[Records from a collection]
▬▬▬

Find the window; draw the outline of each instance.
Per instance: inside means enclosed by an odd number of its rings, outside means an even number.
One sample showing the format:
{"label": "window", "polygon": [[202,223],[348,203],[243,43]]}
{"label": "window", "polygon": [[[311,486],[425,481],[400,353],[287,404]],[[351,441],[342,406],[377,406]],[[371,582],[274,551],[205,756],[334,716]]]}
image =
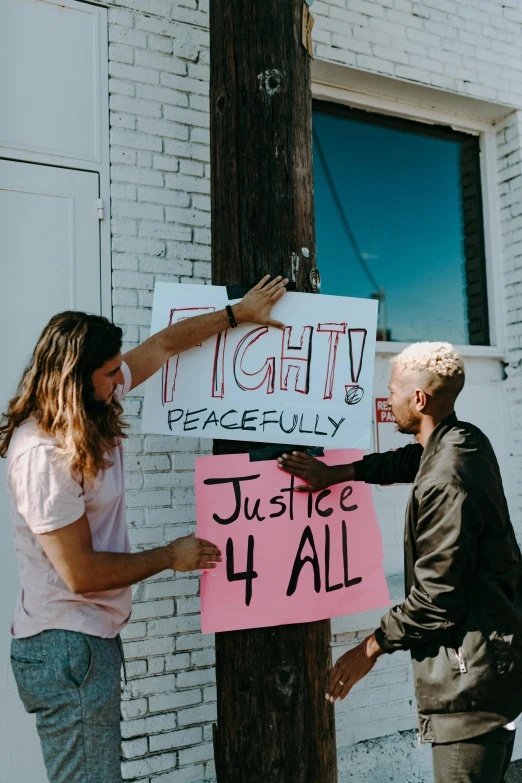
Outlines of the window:
{"label": "window", "polygon": [[479,140],[314,101],[321,293],[379,300],[378,339],[489,345]]}

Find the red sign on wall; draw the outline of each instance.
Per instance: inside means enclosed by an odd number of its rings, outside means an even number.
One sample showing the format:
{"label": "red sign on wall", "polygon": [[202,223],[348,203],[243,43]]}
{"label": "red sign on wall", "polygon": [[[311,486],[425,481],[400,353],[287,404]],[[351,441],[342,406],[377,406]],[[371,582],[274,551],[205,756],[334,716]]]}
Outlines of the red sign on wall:
{"label": "red sign on wall", "polygon": [[392,413],[386,397],[375,399],[375,444],[377,451],[391,451],[415,443],[413,435],[397,431],[397,419]]}

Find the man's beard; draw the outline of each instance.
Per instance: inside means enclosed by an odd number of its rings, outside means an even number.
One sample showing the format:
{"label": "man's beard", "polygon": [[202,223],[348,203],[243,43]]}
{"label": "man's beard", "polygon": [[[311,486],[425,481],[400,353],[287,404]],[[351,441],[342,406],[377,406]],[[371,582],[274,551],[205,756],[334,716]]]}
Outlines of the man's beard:
{"label": "man's beard", "polygon": [[85,411],[89,418],[96,423],[106,419],[111,410],[113,396],[114,395],[111,394],[108,400],[97,400],[94,396],[94,388],[92,384],[89,384],[85,389],[84,394]]}
{"label": "man's beard", "polygon": [[411,425],[397,424],[397,432],[400,432],[403,435],[416,435],[417,428],[412,429]]}
{"label": "man's beard", "polygon": [[397,432],[403,435],[417,435],[419,432],[419,420],[410,409],[406,409],[400,419],[397,420]]}

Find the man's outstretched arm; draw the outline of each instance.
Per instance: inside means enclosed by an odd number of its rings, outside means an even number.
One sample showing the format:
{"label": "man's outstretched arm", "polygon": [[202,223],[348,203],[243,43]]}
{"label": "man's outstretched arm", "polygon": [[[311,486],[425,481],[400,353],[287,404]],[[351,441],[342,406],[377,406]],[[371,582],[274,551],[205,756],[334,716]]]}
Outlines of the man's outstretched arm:
{"label": "man's outstretched arm", "polygon": [[326,465],[321,460],[294,451],[278,458],[279,467],[307,483],[297,492],[318,492],[332,484],[365,481],[367,484],[411,484],[419,470],[422,446],[413,444],[397,451],[370,454],[347,465]]}
{"label": "man's outstretched arm", "polygon": [[146,552],[97,552],[86,514],[37,538],[69,590],[77,594],[128,587],[167,569],[215,568],[221,561],[217,546],[194,536],[177,538]]}
{"label": "man's outstretched arm", "polygon": [[[284,324],[274,321],[270,313],[284,295],[287,283],[288,279],[283,280],[280,275],[273,280],[270,280],[270,275],[265,275],[240,302],[232,305],[236,323],[257,323],[283,329]],[[229,327],[227,311],[223,309],[186,318],[153,334],[123,356],[131,371],[131,388],[134,389],[154,375],[171,356],[194,348]]]}

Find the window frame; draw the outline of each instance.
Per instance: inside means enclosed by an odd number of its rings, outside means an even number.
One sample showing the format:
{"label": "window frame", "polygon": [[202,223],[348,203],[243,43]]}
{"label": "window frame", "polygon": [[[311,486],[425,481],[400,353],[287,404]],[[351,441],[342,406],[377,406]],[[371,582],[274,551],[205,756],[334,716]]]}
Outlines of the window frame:
{"label": "window frame", "polygon": [[[400,85],[400,83],[398,83]],[[425,88],[426,93],[431,93]],[[359,109],[383,117],[386,124],[386,116],[397,119],[413,120],[425,126],[427,135],[434,135],[428,130],[429,126],[437,125],[437,135],[440,137],[440,126],[448,128],[448,136],[451,133],[465,133],[477,136],[479,139],[479,164],[480,181],[482,187],[482,216],[484,231],[484,253],[486,267],[486,299],[489,314],[489,338],[490,345],[457,345],[463,356],[477,356],[503,359],[504,357],[504,302],[503,302],[503,266],[502,266],[502,242],[500,233],[500,200],[497,189],[496,170],[496,132],[498,128],[493,123],[474,117],[458,116],[443,109],[434,108],[431,105],[405,103],[388,97],[358,93],[352,89],[324,84],[312,81],[312,97],[314,100],[332,105]],[[428,96],[427,96],[428,97]],[[394,122],[395,125],[395,122]],[[455,135],[456,135],[455,134]],[[319,270],[320,271],[320,270]],[[386,342],[378,340],[376,353],[390,355],[399,353],[410,343]]]}

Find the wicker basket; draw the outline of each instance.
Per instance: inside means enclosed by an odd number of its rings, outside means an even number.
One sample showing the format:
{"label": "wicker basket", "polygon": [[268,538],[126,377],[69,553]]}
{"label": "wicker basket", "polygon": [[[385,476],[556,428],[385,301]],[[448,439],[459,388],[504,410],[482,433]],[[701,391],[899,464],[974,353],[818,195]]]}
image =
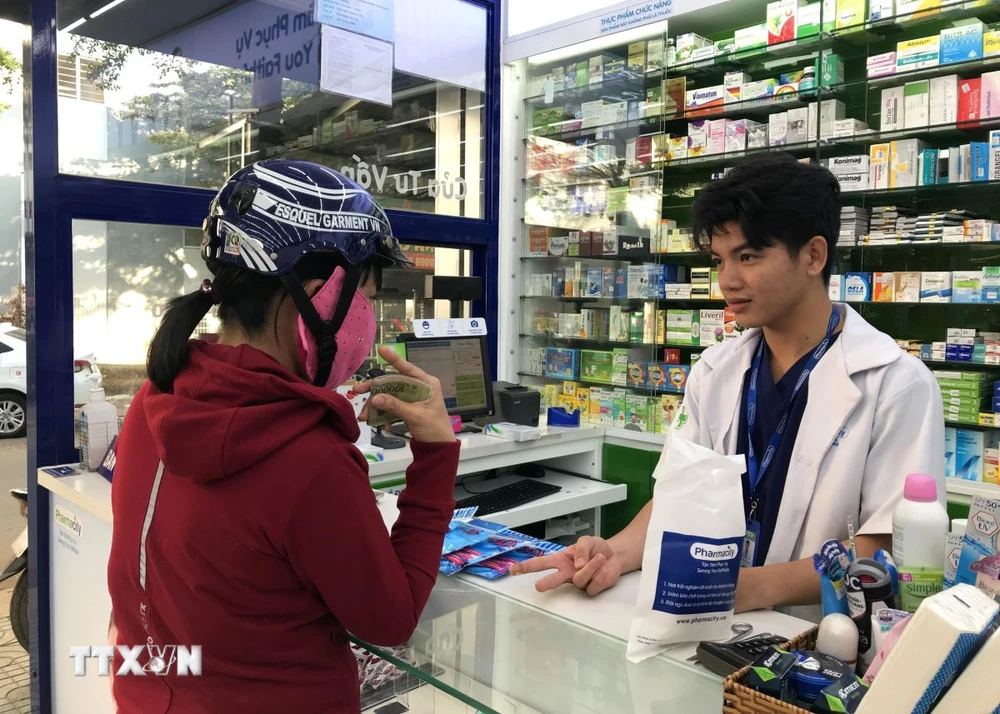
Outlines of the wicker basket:
{"label": "wicker basket", "polygon": [[[785,645],[789,650],[811,650],[816,646],[818,627],[793,637]],[[722,685],[723,714],[809,714],[805,709],[783,702],[743,684],[750,667],[744,667],[726,678]]]}

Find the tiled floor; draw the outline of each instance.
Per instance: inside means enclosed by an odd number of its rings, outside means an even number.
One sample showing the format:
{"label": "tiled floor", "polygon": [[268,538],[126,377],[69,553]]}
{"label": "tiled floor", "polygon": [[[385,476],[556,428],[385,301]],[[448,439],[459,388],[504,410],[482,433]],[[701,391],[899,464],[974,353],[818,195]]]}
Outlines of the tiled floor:
{"label": "tiled floor", "polygon": [[0,589],[0,714],[29,714],[28,653],[21,649],[10,629],[10,595],[13,581]]}

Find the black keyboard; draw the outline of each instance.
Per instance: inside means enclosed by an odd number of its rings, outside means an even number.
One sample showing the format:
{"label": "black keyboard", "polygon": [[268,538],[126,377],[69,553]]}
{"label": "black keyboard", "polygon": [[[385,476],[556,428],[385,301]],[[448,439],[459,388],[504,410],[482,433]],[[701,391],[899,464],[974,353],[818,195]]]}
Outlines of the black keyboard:
{"label": "black keyboard", "polygon": [[525,479],[495,488],[486,493],[477,493],[468,498],[463,498],[455,504],[455,507],[469,508],[470,506],[479,506],[476,515],[487,516],[490,513],[509,511],[512,508],[523,506],[525,503],[531,503],[540,498],[551,496],[553,493],[558,493],[561,490],[561,486],[553,486],[544,481]]}
{"label": "black keyboard", "polygon": [[732,644],[702,642],[698,645],[698,662],[709,672],[714,672],[720,677],[728,677],[733,672],[753,664],[768,647],[781,645],[787,641],[787,637],[762,634]]}

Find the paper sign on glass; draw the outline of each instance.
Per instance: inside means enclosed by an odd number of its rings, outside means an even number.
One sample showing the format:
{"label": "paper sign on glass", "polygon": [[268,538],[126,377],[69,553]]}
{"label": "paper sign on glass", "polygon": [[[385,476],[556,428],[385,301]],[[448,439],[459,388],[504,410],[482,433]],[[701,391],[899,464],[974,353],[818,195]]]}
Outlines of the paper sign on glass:
{"label": "paper sign on glass", "polygon": [[393,0],[316,0],[316,22],[392,42]]}
{"label": "paper sign on glass", "polygon": [[392,43],[323,25],[324,92],[392,106]]}

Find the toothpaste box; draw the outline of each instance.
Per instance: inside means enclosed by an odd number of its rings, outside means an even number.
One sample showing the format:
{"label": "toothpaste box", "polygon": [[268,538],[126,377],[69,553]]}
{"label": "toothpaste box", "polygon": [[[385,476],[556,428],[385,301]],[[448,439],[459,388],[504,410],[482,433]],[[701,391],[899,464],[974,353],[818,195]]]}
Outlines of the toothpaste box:
{"label": "toothpaste box", "polygon": [[882,131],[899,131],[903,128],[906,107],[905,87],[887,87],[882,90]]}
{"label": "toothpaste box", "polygon": [[688,141],[686,136],[671,136],[667,145],[667,160],[677,161],[688,157]]}
{"label": "toothpaste box", "polygon": [[649,400],[638,394],[625,396],[625,422],[628,428],[635,431],[649,431]]}
{"label": "toothpaste box", "polygon": [[979,118],[1000,117],[1000,72],[984,72],[980,82]]}
{"label": "toothpaste box", "polygon": [[962,555],[958,561],[956,580],[974,585],[976,572],[972,564],[1000,551],[1000,499],[976,496],[969,509],[969,523],[965,527]]}
{"label": "toothpaste box", "polygon": [[921,273],[920,302],[951,302],[951,273]]}
{"label": "toothpaste box", "polygon": [[619,429],[624,429],[625,424],[628,423],[626,419],[626,397],[628,396],[628,391],[625,389],[616,389],[612,392],[611,410],[612,419],[614,420],[614,425]]}
{"label": "toothpaste box", "polygon": [[893,302],[920,302],[920,273],[893,273]]}
{"label": "toothpaste box", "polygon": [[979,20],[941,30],[941,64],[981,59],[985,30]]}
{"label": "toothpaste box", "polygon": [[694,53],[705,47],[712,47],[713,54],[715,52],[715,45],[712,44],[710,40],[706,40],[704,37],[694,32],[687,32],[683,35],[678,35],[675,41],[675,46],[677,48],[677,64],[684,64],[685,62],[692,61]]}
{"label": "toothpaste box", "polygon": [[904,40],[896,45],[896,72],[937,67],[940,55],[940,35]]}
{"label": "toothpaste box", "polygon": [[684,111],[687,116],[711,114],[722,108],[726,101],[724,85],[691,89],[684,93]]}
{"label": "toothpaste box", "polygon": [[896,53],[883,52],[868,58],[868,79],[896,74]]}
{"label": "toothpaste box", "polygon": [[844,273],[844,299],[847,302],[871,302],[872,274]]}
{"label": "toothpaste box", "polygon": [[788,112],[775,112],[768,117],[767,137],[771,146],[788,144]]}
{"label": "toothpaste box", "polygon": [[930,82],[907,82],[903,87],[903,128],[919,129],[928,124],[930,118]]}
{"label": "toothpaste box", "polygon": [[708,347],[722,342],[725,326],[725,310],[702,310],[699,344]]}
{"label": "toothpaste box", "polygon": [[[955,270],[951,274],[951,301],[978,303],[982,295],[983,271]],[[971,350],[969,350],[971,356]]]}
{"label": "toothpaste box", "polygon": [[1000,181],[1000,129],[990,132],[989,180]]}
{"label": "toothpaste box", "polygon": [[872,274],[872,296],[874,302],[893,302],[896,276],[893,273]]}
{"label": "toothpaste box", "polygon": [[944,475],[945,478],[955,478],[955,449],[957,432],[953,426],[944,428]]}
{"label": "toothpaste box", "polygon": [[844,302],[844,276],[831,275],[827,292],[830,295],[830,299],[834,302]]}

▬▬▬

EXERCISE: Across all of the records above, how many lines include the string "draw"? Answer with one number only.

RESPONSE TO THE TASK: 10